**What you have to do:** Each line in the listing below needs to be transcribed exactly.

**Task data:**
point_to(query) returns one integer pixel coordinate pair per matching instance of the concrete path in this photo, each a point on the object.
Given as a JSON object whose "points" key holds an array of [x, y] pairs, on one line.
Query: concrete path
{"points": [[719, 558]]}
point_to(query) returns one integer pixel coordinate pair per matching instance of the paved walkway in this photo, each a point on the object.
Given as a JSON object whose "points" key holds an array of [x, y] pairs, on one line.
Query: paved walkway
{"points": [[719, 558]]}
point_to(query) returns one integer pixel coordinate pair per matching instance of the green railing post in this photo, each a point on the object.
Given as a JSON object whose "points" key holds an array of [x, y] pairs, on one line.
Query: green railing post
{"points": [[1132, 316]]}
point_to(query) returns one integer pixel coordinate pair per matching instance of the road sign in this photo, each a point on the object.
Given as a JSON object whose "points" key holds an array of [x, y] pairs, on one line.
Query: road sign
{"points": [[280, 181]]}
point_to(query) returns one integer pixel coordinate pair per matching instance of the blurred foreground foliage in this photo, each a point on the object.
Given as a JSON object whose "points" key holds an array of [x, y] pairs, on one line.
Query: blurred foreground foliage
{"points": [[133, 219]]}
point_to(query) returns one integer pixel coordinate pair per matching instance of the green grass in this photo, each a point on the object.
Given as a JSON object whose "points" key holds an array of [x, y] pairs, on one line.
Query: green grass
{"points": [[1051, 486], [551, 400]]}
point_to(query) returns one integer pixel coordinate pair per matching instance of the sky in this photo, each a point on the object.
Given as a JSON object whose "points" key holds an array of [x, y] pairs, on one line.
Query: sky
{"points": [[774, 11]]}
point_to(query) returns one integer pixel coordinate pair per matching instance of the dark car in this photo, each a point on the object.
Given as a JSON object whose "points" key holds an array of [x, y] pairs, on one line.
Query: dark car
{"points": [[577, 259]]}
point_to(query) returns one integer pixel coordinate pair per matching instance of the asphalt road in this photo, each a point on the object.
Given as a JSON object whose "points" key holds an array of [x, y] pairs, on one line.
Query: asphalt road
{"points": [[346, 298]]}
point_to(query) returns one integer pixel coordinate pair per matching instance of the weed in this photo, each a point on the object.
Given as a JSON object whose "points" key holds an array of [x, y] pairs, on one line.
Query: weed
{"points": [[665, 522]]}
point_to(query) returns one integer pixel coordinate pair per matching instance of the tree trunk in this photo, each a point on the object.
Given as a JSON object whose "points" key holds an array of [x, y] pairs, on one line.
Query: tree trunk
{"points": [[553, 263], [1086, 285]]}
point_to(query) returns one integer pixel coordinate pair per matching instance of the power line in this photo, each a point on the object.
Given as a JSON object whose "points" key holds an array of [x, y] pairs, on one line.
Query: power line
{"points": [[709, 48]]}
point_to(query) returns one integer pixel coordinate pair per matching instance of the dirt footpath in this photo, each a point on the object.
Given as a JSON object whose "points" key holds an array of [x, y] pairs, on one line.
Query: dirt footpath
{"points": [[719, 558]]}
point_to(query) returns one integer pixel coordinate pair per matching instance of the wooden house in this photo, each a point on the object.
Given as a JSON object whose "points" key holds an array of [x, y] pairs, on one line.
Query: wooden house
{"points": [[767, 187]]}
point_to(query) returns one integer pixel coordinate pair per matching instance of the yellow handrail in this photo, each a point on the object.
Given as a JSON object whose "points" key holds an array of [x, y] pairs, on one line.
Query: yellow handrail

**Expected output:**
point_to(query) returns one integer pixel coordinate pair per matching instance of the concrete path in this photo, each a point on the object.
Given as a JSON object whose "points" key holds an array of [x, y] pairs, on one line.
Query: concrete path
{"points": [[719, 558]]}
point_to(query) returns one integer pixel coordinate pair per matching instance of the paved walkway in this photo, each a point on the object.
Given as a JSON object whose "points" key holds an array of [x, y] pairs, on one line.
Query: paved walkway
{"points": [[719, 558]]}
point_to(query) returns one integer pixel coordinate pair per matching instance of the green railing post in this photo, each a point on the object.
Given as a JSON object whose "points" key holds an array of [x, y] pairs, on one line.
Query: green railing post
{"points": [[1132, 316]]}
point_to(query) returns one integer pixel coordinate pair per matching instance of the road sign in this photo, each a point on the object.
Given as a JSON object whose "points" key holds an array of [x, y] pairs, on one line.
Query: road sign
{"points": [[280, 181]]}
point_to(query) returns one integer pixel coordinate pair per matching instance of the blurred foreground foliage in this photo, each a point on the object.
Given as a JSON object whose "points" key holds an array of [x, y] pairs, on one line.
Query: blurred foreground foliage
{"points": [[133, 219]]}
point_to(query) returns one integer pixel coordinate pair per matching instance of the green grass in this photo, each a point on the object.
Given as a JSON object whose "points" key holds an array of [x, y] pairs, on one line.
Query: green grass
{"points": [[1051, 486], [551, 400]]}
point_to(query) returns one integer pixel coordinate pair per matching instance of the sky in this photo, each a point on the object.
Given as a JSON object whose "points" key holds an array of [x, y] pairs, on one line.
Query: sky
{"points": [[774, 11]]}
point_to(query) returns one integer pixel coordinate pair per matching instance of the dark car in this photo, each a point on the object.
Given as a JSON object whose "points" key holds an array of [x, y] pairs, on one line.
Query: dark car
{"points": [[577, 259]]}
point_to(query) returns one integer pixel coordinate pair per matching instance of the asphalt road in this photo, each a point on the object.
Given as a JSON object whose "points" key holds an array of [x, y] pairs, on one line.
Query: asphalt road
{"points": [[346, 298]]}
point_to(query) returns one integer pixel coordinate pair per matching instance of the weed in this photo, each a point on the object.
Given as a JSON object whose "points" key holds an array of [x, y] pairs, on one line.
Query: weed
{"points": [[665, 522]]}
point_to(query) returns one integer pixel coordinate pair per matching instance of the tree trunk in this photo, each a point on the object.
Given as a JSON object whose "points" key holds an array of [x, y] pairs, on one line.
Query: tree trunk
{"points": [[553, 263], [1086, 285]]}
point_to(query) returns one integer pixel coordinate pair per matching instance of the power line in this photo, each a point on the object.
Given as a JSON object whose "points" key holds an array of [x, y] pairs, on one line.
Query: power line
{"points": [[709, 48]]}
point_to(query) returns one integer pixel coordinate pair per matching instance of the dirt footpath in this photo, each a point on the object.
Given as a JSON object whose "points" key holds an array of [x, y] pairs, on one line.
Query: dirt footpath
{"points": [[719, 558]]}
point_to(query) returns one integer pixel coordinate pair per matching instance of the wooden house in this photo, each a point on the object.
Given as a JSON object whose "points" key holds an array of [x, y] pairs, on one line.
Query: wooden house
{"points": [[767, 187]]}
point_to(query) returns one integer pixel coordinate pair per matching instance of the yellow handrail in this photo, each a point on the object.
Given as a JSON object whose "points" key holds an array of [x, y] pairs, on one line.
Query: yellow handrail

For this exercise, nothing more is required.